→ Source extract:
* begin *
Using log files for SEO analysis is a great way to uncover issues that you may have otherwise missed. This is because, unlike third party spiders, they allow you to see exactly how Googlebot is crawling a site.
If you’re an SEO professional looking to carry out your own log file analysis, then the chances are you’ll have to request the files through your own, or your clients, dev team. However, what you get back can vary widely depending on the servers configuration, and whether or not the developers were willing to extract Googlebot from the raw logs.
Whenever I go through this process at work, my standard request is for around 100k Googlebot requests. On smaller sites, I recommend pulling 2-4 weeks worth of logs; on larger sites, 5-7 days is usually sufficient.
Occasionally, the developers will be nice enough to perform a GREP to extract Googlebot from the raw files. Most of the time, however, they’ll just send them over as is:
If you end up in this scenario and you’re a Mac user, then you’re in luck — Mac is a UNIX based operating system so you can perform a GREP using its version of the terminal; if you’re on Windows like myself, then you’re either going to need to use an emulator like Cygwin, third party software like Gamut, or the Windows CMD line.
Luckily, Windows CMD line does have the functionality to extract text, through a function called Findstr.
As an initial step, head over to the start menu and perform a search for ‘CMD’. Click it to load up the command line (effectively a text based interface for your operating system). You’ll see something like this:
For ease of use, create a folder in the location that is indicated within the interface (in this instance C:\Users\Will) and place the log files within it. Use the ‘CD’ command to access the folder you created. E.g.
Next, you can run the following command:
findstr “Googlebot” *.log > export.csv
This will search all of the .log files in the folder and extract all of the instances of Googlebot into one file that you can open in excel. When it’s completed processing you’ll be shown a fresh line in the command prompt; on larger batches this may take some time to complete.
Why would you use this over something like Gamut with a graphical user interface?
Mainly because it’s free and actually usually ends up being quicker. Additionally, any graphical interface requires some form of processing power, which can cause it to hang on very large files.
What if i’m not using logs?
Although this is primarily aimed at logs, you can use it for any form of text extraction. Ever wanted to merged a load of CSV files when doing link analysis/prospecting? Put them in the same folder and run the following command:
copy *.csv export.csv
My logs were zipped and have extracted in multiple folders?
Go to the folder where you extracted them all to. Run the same CMD but include /s before “Googlebot”
* end *
→ Set exercise:
In the log file guide above, how many days of logs are recommended for larger sites?

→ Supplied data:
* begin *
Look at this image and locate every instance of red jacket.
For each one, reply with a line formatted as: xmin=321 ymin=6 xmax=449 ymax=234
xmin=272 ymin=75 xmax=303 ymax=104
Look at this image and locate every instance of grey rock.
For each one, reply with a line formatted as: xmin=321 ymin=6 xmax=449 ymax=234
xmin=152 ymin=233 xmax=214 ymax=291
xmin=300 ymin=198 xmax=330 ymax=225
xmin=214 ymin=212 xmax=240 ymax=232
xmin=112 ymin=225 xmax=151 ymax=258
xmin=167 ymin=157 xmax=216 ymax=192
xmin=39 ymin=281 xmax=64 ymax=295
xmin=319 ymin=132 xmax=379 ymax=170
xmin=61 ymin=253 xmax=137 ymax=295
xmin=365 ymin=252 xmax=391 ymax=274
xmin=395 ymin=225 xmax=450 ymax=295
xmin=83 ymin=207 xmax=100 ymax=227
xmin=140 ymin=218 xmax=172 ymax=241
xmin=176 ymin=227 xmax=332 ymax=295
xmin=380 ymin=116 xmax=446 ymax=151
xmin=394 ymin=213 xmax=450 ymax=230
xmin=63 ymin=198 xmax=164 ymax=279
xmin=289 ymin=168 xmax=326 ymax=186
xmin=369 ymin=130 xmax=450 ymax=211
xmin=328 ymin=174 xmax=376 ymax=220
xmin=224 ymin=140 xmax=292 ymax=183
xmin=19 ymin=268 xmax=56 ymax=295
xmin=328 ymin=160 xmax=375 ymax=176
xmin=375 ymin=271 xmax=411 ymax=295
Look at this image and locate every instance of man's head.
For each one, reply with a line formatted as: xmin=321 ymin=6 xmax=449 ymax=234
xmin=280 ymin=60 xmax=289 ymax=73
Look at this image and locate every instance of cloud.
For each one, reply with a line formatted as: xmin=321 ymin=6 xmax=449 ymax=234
* end *
→ Output of the exercise:
5-7 days is usually sufficient.